◆ Assigned task: From the first line to the last, output the records exactly and drop any images.

◆ Source data:
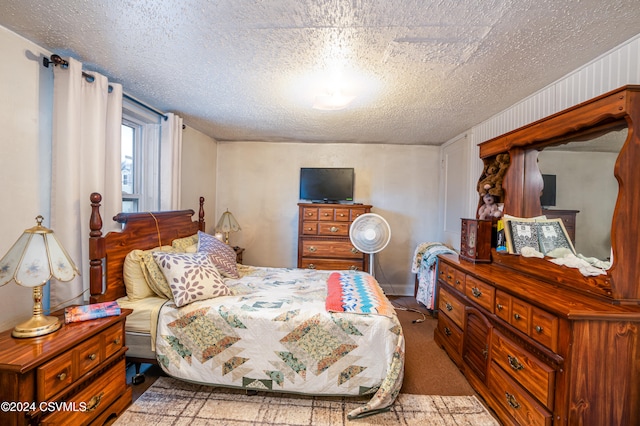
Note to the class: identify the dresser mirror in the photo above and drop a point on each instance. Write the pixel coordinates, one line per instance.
(583, 171)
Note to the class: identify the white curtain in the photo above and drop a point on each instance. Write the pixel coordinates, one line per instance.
(87, 119)
(171, 162)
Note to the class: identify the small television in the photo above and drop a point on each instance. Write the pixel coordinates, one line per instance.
(548, 197)
(326, 184)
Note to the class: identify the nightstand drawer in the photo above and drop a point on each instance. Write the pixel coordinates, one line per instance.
(55, 376)
(95, 398)
(113, 340)
(89, 355)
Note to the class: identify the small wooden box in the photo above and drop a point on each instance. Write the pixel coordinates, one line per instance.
(475, 244)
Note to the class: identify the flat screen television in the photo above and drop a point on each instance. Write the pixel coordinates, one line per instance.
(326, 184)
(548, 197)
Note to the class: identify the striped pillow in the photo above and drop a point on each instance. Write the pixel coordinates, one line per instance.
(221, 254)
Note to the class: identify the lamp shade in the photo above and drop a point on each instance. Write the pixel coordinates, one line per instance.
(227, 223)
(35, 258)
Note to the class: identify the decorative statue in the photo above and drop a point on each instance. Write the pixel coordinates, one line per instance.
(490, 208)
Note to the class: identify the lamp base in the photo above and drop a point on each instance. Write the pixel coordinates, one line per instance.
(37, 325)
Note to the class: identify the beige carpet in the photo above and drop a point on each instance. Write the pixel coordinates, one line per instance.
(172, 402)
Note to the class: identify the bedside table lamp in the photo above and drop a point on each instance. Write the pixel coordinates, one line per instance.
(226, 224)
(33, 260)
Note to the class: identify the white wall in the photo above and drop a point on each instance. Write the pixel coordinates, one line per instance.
(259, 183)
(25, 162)
(199, 155)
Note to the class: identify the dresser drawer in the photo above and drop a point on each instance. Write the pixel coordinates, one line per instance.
(309, 228)
(480, 292)
(112, 340)
(342, 215)
(339, 249)
(524, 368)
(331, 264)
(544, 328)
(451, 306)
(503, 305)
(452, 335)
(55, 376)
(515, 400)
(334, 229)
(96, 397)
(309, 213)
(326, 214)
(520, 315)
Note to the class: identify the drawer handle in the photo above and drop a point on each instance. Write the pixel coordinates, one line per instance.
(511, 400)
(514, 363)
(94, 402)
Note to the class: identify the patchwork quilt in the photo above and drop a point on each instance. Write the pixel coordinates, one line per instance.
(275, 333)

◆ Written response:
Note to the class: identify the dresser mirror in the photo above and drop a point on each instance. Write the pixel coordinates, one line per instance.
(583, 171)
Note to the class: identify the white curtain in the photo above and drop a point on each instance. Write the pixel coordinates, one line per instance.
(87, 119)
(171, 162)
Note to the class: identify the small television in the photo above and drop a point on each instance. Write the pixel coordinates, one line per instance.
(548, 197)
(326, 184)
Note to the class: identify the nightstand drawer in the photo above and drop a point on each instance. Write the pixel coordinates, one line per instance.
(55, 376)
(95, 398)
(113, 340)
(89, 355)
Note to the class: identify the small wooden box in the photo above and drop a point on each instance. Write the pixel coordinates, one line per instance.
(475, 244)
Note to the class: identify the flat screen television in the photo above and drop a point on each instance. Write the pixel coordinates, one line per instance.
(326, 184)
(548, 197)
Note to the class: identify the striped pillow in the photo above and drop a point on each instance. Write the pixel coordinates, one line per instance.
(221, 254)
Note to the class: identify the lamp shade in the photo above and drop a point on each instance. Write the pixel coordinates, one line per instance.
(227, 223)
(35, 258)
Note to the class: identify the decorative statue in the photo above and drop a point on each instance. Write the pixel coordinates, one line per instance.
(490, 208)
Note to the class: identify the lamp base in the photo above and drop a point on each instance. Write the pixel coordinates, one line per instance.
(37, 325)
Note to the class: identify the beige carpet in the photo above and drop a point on each instance. Write the pixel coordinates, one line per instance.
(172, 402)
Note to the class: identify the bedside table lamp in the photo above and drop a point on each instance. Write the pixel coordinates, one line per instance.
(226, 224)
(33, 260)
Note to the class: identify the white wall in the photo above and drop a point on each instance. Write the pixel coordinates, one line per instance.
(259, 183)
(25, 162)
(199, 155)
Note to the class: identify the dresser drawer in the photo above and drop a point on each instance. Write the pixel coordinates, one line per instance.
(309, 228)
(480, 292)
(112, 340)
(342, 215)
(339, 249)
(524, 368)
(331, 264)
(544, 328)
(451, 306)
(503, 305)
(452, 335)
(55, 376)
(515, 400)
(334, 229)
(96, 397)
(309, 213)
(326, 214)
(520, 315)
Note to the class: identify the drawer handle in the photo above and drop a point on each instance. Write the pixel coordinates, one line per instance.
(511, 400)
(514, 363)
(94, 402)
Note to the class: identify the patchwork quilt in the photo above and drop a point on each instance. Write the pixel coordinates, one line per instance.
(275, 333)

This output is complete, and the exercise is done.